**Data:**
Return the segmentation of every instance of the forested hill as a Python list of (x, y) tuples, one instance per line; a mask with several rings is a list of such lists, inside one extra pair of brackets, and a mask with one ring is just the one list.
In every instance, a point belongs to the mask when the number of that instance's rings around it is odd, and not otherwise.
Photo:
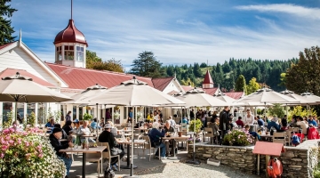
[[(211, 72), (214, 86), (220, 85), (220, 88), (229, 91), (235, 88), (236, 81), (239, 75), (244, 76), (246, 84), (252, 77), (260, 84), (266, 84), (275, 91), (282, 91), (285, 86), (281, 85), (280, 75), (285, 73), (292, 63), (297, 63), (298, 59), (288, 61), (230, 59), (223, 64), (217, 63), (216, 66), (207, 66), (206, 63), (194, 63), (193, 65), (182, 66), (163, 66), (164, 75), (163, 77), (176, 77), (181, 85), (194, 83), (196, 86), (202, 86), (202, 82), (207, 69)], [(163, 74), (164, 74), (163, 73)]]

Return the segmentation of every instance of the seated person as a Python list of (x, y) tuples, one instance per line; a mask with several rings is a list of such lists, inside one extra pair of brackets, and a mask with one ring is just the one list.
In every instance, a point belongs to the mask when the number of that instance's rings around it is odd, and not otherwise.
[(297, 125), (298, 126), (300, 126), (302, 128), (302, 134), (304, 135), (307, 135), (308, 134), (308, 124), (306, 124), (304, 121), (303, 121), (303, 118), (301, 117), (298, 117), (298, 119), (297, 119)]
[(245, 125), (244, 126), (244, 132), (249, 133), (251, 135), (252, 135), (255, 139), (258, 139), (259, 141), (261, 139), (260, 136), (256, 132), (250, 132), (250, 126), (249, 125)]
[[(175, 133), (175, 129), (174, 129), (173, 126), (171, 125), (171, 121), (170, 120), (165, 121), (165, 125), (164, 126), (164, 129), (165, 134), (166, 133)], [(169, 153), (169, 146), (173, 145), (173, 140), (172, 139), (164, 140), (164, 144), (165, 144), (165, 150), (166, 150), (165, 155), (168, 156), (170, 154)], [(176, 148), (175, 148), (175, 150), (176, 150)], [(172, 153), (172, 150), (171, 150), (171, 153)]]
[[(84, 134), (84, 135), (90, 135), (91, 132), (90, 132), (90, 129), (88, 127), (88, 124), (89, 124), (89, 121), (87, 121), (87, 120), (84, 121), (83, 125), (81, 125), (79, 127), (79, 129), (77, 129), (76, 134)], [(84, 142), (84, 140), (85, 140), (84, 138), (81, 138), (81, 142)], [(95, 141), (93, 141), (92, 138), (88, 138), (88, 141), (89, 141), (89, 142), (95, 142)]]
[(98, 120), (97, 118), (94, 118), (93, 119), (93, 122), (92, 122), (90, 124), (90, 126), (92, 127), (92, 130), (96, 130), (97, 128), (100, 129), (101, 128), (100, 125), (98, 125)]
[(48, 129), (47, 134), (51, 134), (54, 128), (54, 119), (51, 118), (50, 121), (45, 124), (44, 127)]
[[(150, 142), (151, 142), (151, 146), (155, 147), (155, 148), (159, 148), (160, 149), (160, 157), (162, 159), (165, 159), (165, 145), (164, 143), (161, 142), (160, 138), (161, 137), (164, 137), (165, 135), (165, 131), (164, 129), (162, 129), (162, 131), (159, 131), (159, 123), (158, 122), (154, 122), (152, 124), (152, 129), (149, 131), (148, 134), (150, 138)], [(156, 154), (155, 154), (155, 158), (158, 158), (159, 155), (159, 149), (156, 150)]]
[(61, 144), (59, 140), (62, 138), (62, 129), (60, 128), (53, 128), (52, 134), (50, 134), (50, 143), (52, 145), (54, 150), (56, 151), (56, 154), (59, 158), (62, 159), (63, 162), (66, 165), (67, 169), (67, 175), (66, 178), (68, 178), (68, 175), (69, 174), (72, 159), (69, 158), (65, 152), (59, 152), (60, 150), (68, 149), (68, 147), (73, 147), (72, 142), (67, 142), (64, 144)]
[(220, 141), (218, 124), (219, 124), (219, 117), (216, 117), (215, 122), (212, 122), (209, 125), (209, 126), (212, 128), (213, 136), (215, 137), (215, 142), (217, 144)]
[(238, 125), (238, 126), (241, 126), (241, 128), (244, 128), (244, 123), (242, 121), (242, 117), (239, 117), (237, 121), (236, 121), (236, 124)]
[(73, 132), (71, 124), (71, 120), (67, 120), (65, 125), (63, 125), (62, 127), (62, 129), (66, 132), (67, 135), (70, 135), (70, 134)]
[(183, 117), (182, 121), (180, 120), (179, 124), (187, 124), (188, 125), (188, 120), (186, 117)]
[[(111, 133), (112, 125), (108, 123), (105, 125), (104, 131), (99, 135), (98, 141), (100, 142), (108, 142), (110, 148), (110, 153), (112, 156), (120, 155), (120, 158), (124, 156), (124, 151), (117, 148), (117, 142), (116, 141), (115, 135)], [(114, 167), (115, 171), (117, 171), (118, 165), (117, 157), (114, 157), (110, 161), (110, 168)]]
[(268, 123), (268, 125), (267, 125), (268, 130), (271, 130), (271, 127), (275, 127), (276, 132), (281, 132), (280, 125), (276, 123), (277, 120), (278, 120), (278, 117), (275, 116), (271, 119), (271, 122)]

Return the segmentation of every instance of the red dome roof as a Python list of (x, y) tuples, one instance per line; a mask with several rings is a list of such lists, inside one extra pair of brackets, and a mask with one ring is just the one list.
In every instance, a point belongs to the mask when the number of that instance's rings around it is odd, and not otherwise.
[(68, 27), (56, 36), (53, 44), (63, 42), (84, 44), (88, 46), (84, 34), (76, 28), (73, 20), (69, 20)]

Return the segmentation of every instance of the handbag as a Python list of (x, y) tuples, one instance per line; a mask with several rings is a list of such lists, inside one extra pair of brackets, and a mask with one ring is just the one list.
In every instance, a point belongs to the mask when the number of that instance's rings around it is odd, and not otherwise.
[(104, 172), (104, 178), (114, 178), (115, 177), (115, 172), (110, 169), (109, 166), (107, 166)]

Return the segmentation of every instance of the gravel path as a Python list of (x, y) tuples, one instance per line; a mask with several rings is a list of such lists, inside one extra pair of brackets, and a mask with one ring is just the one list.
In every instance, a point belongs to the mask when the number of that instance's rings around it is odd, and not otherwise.
[(257, 178), (258, 175), (245, 174), (240, 171), (233, 170), (224, 166), (215, 166), (201, 163), (200, 165), (189, 165), (182, 162), (169, 162), (151, 169), (135, 173), (140, 178)]

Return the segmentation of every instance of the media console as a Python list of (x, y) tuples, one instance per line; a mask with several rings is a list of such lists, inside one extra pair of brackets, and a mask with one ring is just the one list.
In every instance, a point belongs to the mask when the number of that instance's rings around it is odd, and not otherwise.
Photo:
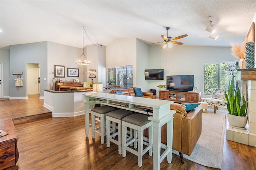
[(201, 92), (159, 91), (160, 99), (173, 101), (180, 103), (198, 103), (201, 101)]

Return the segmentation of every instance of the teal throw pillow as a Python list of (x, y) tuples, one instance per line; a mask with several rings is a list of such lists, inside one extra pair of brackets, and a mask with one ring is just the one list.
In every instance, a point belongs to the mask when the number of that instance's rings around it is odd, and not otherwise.
[(122, 91), (121, 91), (120, 90), (119, 90), (116, 91), (115, 92), (115, 93), (117, 94), (118, 95), (124, 95), (123, 93), (122, 93)]
[(142, 92), (141, 91), (141, 89), (140, 89), (140, 88), (134, 88), (133, 89), (134, 90), (134, 91), (135, 92), (135, 93), (136, 93), (136, 96), (137, 97), (140, 97), (141, 96), (143, 96), (143, 93), (142, 93)]
[(188, 113), (191, 110), (193, 110), (196, 107), (197, 107), (199, 105), (200, 105), (200, 103), (182, 103), (182, 105), (186, 106), (186, 111)]

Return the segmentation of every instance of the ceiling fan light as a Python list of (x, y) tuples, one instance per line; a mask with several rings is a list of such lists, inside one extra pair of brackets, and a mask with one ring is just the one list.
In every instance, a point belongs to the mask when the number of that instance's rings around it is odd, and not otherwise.
[(216, 32), (216, 28), (214, 26), (209, 26), (205, 29), (205, 30), (211, 34), (214, 34)]
[(209, 36), (209, 38), (216, 40), (218, 38), (218, 36), (218, 36), (218, 35), (211, 34), (210, 34), (210, 36)]
[(162, 48), (166, 48), (167, 47), (167, 45), (166, 44), (166, 43), (164, 43), (164, 44), (163, 44), (163, 45), (162, 46), (162, 47), (161, 47), (161, 49)]

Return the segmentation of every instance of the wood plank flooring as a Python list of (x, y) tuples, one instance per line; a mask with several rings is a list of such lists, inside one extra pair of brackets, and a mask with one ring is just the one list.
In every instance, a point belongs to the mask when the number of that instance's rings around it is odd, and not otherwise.
[(27, 99), (0, 101), (0, 119), (11, 117), (16, 125), (52, 117), (52, 112), (44, 107), (40, 95), (30, 95)]
[[(16, 106), (12, 101), (10, 101), (11, 104), (5, 104), (9, 105), (10, 111), (15, 107), (26, 109), (25, 107)], [(32, 105), (37, 106), (36, 108), (42, 107), (41, 104), (33, 103)], [(0, 104), (1, 115), (2, 107)], [(106, 144), (100, 144), (100, 138), (98, 135), (95, 139), (86, 137), (84, 116), (51, 117), (15, 126), (19, 137), (20, 158), (17, 165), (20, 170), (153, 169), (153, 157), (148, 154), (143, 156), (142, 167), (140, 168), (135, 155), (128, 152), (126, 157), (123, 158), (118, 154), (116, 144), (111, 143), (108, 148)], [(89, 136), (91, 136), (90, 132)], [(179, 156), (173, 154), (172, 163), (168, 164), (166, 158), (161, 164), (160, 169), (215, 169), (186, 159), (184, 162), (181, 164)], [(256, 169), (256, 148), (225, 138), (222, 169)]]

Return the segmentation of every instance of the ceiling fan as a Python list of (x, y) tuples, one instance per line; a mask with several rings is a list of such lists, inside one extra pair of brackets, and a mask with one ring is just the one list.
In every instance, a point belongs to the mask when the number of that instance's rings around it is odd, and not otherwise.
[(172, 47), (172, 43), (173, 43), (175, 44), (178, 44), (178, 45), (182, 45), (183, 44), (183, 43), (182, 42), (178, 42), (174, 41), (176, 40), (178, 40), (180, 38), (182, 38), (186, 37), (187, 36), (188, 36), (187, 34), (184, 34), (182, 36), (175, 37), (174, 38), (172, 38), (172, 37), (169, 37), (169, 35), (168, 35), (168, 31), (170, 30), (170, 28), (166, 27), (165, 28), (167, 30), (167, 37), (166, 37), (165, 36), (161, 36), (164, 39), (164, 41), (162, 42), (158, 42), (157, 43), (152, 43), (150, 44), (150, 45), (155, 44), (158, 43), (162, 43), (165, 42), (165, 43), (163, 44), (162, 47), (161, 47), (161, 49), (162, 49), (163, 48), (166, 48), (167, 50), (167, 51), (169, 51), (169, 49), (170, 48), (171, 48)]

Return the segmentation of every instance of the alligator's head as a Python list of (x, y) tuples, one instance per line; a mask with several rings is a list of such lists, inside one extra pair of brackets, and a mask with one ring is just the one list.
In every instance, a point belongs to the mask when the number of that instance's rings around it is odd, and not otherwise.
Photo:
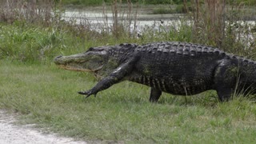
[(91, 47), (85, 53), (70, 56), (58, 56), (54, 62), (62, 69), (96, 74), (108, 63), (108, 51), (109, 47)]

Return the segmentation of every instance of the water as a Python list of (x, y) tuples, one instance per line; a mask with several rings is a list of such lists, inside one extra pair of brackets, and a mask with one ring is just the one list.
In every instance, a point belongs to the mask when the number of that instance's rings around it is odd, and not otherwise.
[[(132, 14), (131, 17), (134, 17), (134, 14)], [(147, 14), (138, 13), (137, 18), (131, 18), (131, 21), (130, 21), (127, 14), (119, 14), (118, 22), (122, 23), (130, 31), (134, 30), (140, 33), (143, 29), (147, 27), (150, 27), (154, 30), (159, 30), (161, 26), (167, 29), (168, 26), (178, 23), (180, 22), (179, 18), (182, 17), (183, 17), (182, 14)], [(91, 29), (99, 32), (107, 27), (112, 27), (114, 23), (112, 13), (103, 14), (101, 11), (68, 10), (63, 14), (62, 18), (65, 21), (73, 22), (75, 24), (86, 24)]]

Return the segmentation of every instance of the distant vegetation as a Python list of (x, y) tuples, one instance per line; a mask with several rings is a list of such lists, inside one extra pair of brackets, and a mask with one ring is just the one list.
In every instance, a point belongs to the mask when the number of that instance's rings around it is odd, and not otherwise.
[[(58, 0), (59, 1), (59, 0)], [(112, 3), (114, 2), (122, 2), (123, 3), (126, 2), (139, 2), (141, 4), (146, 5), (159, 5), (159, 4), (176, 4), (176, 5), (182, 5), (184, 2), (190, 2), (190, 0), (62, 0), (63, 4), (72, 4), (72, 5), (84, 5), (84, 6), (101, 6), (102, 2), (106, 3)], [(200, 2), (203, 2), (203, 0), (198, 0)], [(232, 4), (246, 4), (248, 6), (256, 5), (255, 0), (228, 0), (226, 2)]]

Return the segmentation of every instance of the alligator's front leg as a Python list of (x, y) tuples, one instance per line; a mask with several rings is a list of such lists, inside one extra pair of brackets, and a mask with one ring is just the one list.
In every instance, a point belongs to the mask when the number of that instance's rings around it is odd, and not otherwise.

**Challenge:** Can you recast the data from the line that has "the alligator's head" through the line that has "51), (109, 47)]" as a two-column CSV with the headers instruction and mask? Put one row per instruction with its mask, quote each field, turn line breaks into spaces, and leave the picture out.

**Task solution:**
instruction,mask
"Return the segmentation of every instance of the alligator's head as a Python list of (x, y) tuples, one instance per line; a mask with several rings is a list of such lists, inside one extra pair of brackets, and a mask with one ring is just the one list. In every instance, a point belongs to the mask when the number of that instance's rings around it is odd, and not otherwise. Photo:","[(91, 47), (85, 53), (70, 56), (58, 56), (54, 62), (62, 69), (96, 74), (108, 63), (108, 51), (109, 47)]"